■ Questions
(1) From the passage on Hamlin's fistula hospitals in Ethiopia, pull out everything from "Working with her" down to "these poor women.", word for word.
(2) Extend the passage on Hamlin's fistula hospitals in Ethiopia, picking up right after its last sentence.

■ Passage shown
== Segment start ==

Today, Hamlin Fistula Ethiopia is fully staffed by over 550 Ethiopians who continue Catherine’s dream of transforming women’s care throughout Ethiopia.
In addition to Hamlin’s Addis Ababa Fistula Hospital, five regional hospitals have been established due to significant demand for fistula surgery. All six hospitals also provide a safe birthing facility where former patients can return for a clean, safe caesarean section delivery, free of charge.
Click here to read about Hamlin hospital news.
Working with her [Catherine Hamlin] is a blessing. She made me look beyond surgical techniques and created an outstanding model on how to provide holistic and patient-centred care for these poor women.
– Dr Yeshineh Demerew, Medical Director at Hamlin Fistula Ethiopia
Hamlin's Addis Ababa Fistula Hospital is the main fistula hospital located in the capital Addis Ababa, in the centre of the country. Built in 1974, the Addis Ababa Fistula Hospital has three wards, a large operating theatre, specialist clinics including a physiotherapy department, urodynamic and stoma clinic, pharmacy and pathology services. The hospital has a 120-bed capacity.
Hamlin’s Mekele Fistula Hospital was opened in February 2006. Strategically located in Mekele, the capital of the National Regional State of Tigray in the northern fringe of Ethiopia. The hospital also caters to patients form the neighbouring Afar and Amhara regions. The Mekele Fistula Hospital’s dedicated health officer’s primary responsibility is to locate fistula patients in inaccessible parts of Tigray and to promote health education to prevent fistulas from occurring.
Located to the south of Addis Ababa, Hamlin’s Yirgalem Fistula Hospital has treated thousands of fistula patients from the Southern Nations and Nationalities Peoples’ Region (SNNPR) since its establishment in 2006. The staff at Yirgalem were taught at the Addis Ababa Fistula Hospital and have a particular commitment to caring for impoverished women in the Sidoma zone of SNNPR.
Hamlin’s Bahir Dar Fistula Hospital, located in the capital of the Amhara region, is approximately 540km north-west of Addis Ababa. Opened in 2007, the hospital has treated thousands of fistula patients from the Amhara region and reintegrated the majority of them back into their communities. Many of the staff at Bahir Dar are former patients who were trained by Hamlin’s senior doctors, including Catherine.

== Segment end ==

■ Data to examine
== Segment start ==

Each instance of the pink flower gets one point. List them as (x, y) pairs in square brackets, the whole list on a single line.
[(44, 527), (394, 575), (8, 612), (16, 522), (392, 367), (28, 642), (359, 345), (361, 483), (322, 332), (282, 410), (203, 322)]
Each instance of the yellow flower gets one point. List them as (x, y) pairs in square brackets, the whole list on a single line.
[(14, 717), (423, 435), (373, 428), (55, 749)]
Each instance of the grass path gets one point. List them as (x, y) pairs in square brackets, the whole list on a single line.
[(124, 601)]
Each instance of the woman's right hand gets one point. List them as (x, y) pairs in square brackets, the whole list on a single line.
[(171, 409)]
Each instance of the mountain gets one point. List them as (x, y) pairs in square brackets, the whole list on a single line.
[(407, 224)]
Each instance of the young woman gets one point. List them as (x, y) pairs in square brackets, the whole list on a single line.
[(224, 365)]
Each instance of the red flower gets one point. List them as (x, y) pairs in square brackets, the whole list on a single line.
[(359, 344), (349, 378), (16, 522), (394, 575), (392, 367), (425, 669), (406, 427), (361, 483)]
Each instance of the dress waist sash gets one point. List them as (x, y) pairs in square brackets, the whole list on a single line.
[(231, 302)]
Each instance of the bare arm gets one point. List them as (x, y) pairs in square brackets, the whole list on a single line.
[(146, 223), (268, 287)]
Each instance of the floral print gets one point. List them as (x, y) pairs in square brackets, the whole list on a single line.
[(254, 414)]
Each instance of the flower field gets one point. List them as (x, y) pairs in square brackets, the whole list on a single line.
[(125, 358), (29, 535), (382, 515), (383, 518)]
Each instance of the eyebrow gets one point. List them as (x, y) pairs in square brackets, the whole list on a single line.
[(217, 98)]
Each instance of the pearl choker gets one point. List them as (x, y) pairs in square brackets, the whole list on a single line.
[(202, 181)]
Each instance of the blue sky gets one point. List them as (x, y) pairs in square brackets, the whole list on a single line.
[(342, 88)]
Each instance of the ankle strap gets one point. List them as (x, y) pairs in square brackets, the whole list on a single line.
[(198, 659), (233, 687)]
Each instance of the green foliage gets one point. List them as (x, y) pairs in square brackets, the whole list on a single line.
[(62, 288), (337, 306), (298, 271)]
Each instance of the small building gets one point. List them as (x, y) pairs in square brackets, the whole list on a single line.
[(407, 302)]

== Segment end ==

■ Solved tasks
(1)
Working with her [Catherine Hamlin] is a blessing. She made me look beyond surgical techniques and created an outstanding model on how to provide holistic and patient-centred care for these poor women.

(2)
In 2008, Catherine opened Hamlin Fistula Ethiopia’s fourth regional fistula hospital in Harar. Strategically located as Hamlin’s easternmost hospital, Harar is approximately 500km east of Addis Ababa. The Public Health Officer at Hamlin’s Harar Fistula Hospital works in Harar and the neighbouring regions to raise awareness of fistula.
Hamlin’s Mettu Fistula Hospital was opened in 2010. Mettu is situated along the Sor River, 600km south-west of Addis Ababa, in the Oromiya region. The Mettu hospital is of great importance in Oromiya, where there is limited access to health facilities for its population of over 28 million people. The hospital also employs numerous teachers to teach literacy, provide health education and handicrafts training to fistula patients.
It is the emotional scars of shame and isolation that are often the hardest to treat with survivors of obstetric fistula. These women have almost always been shunned by their husbands and families and discarded to live in isolation because of this putrid condition.
Catherine knew that any physical treatment had to come hand in hand with mending emotional scars. Restoring the dignity of women who have suffered from the humiliation of a fistula injury is paramount to obstetric fistula rehabilitation.
Women are provided with physiotherapy, counselling, embraced in a warm blanket and given a new dress once they depart back to their homes. Patients are also provided with literacy and numeracy classes.
And beyond the emotional and physical mending of scars and injury, patients are also supported with income-generating training and placements.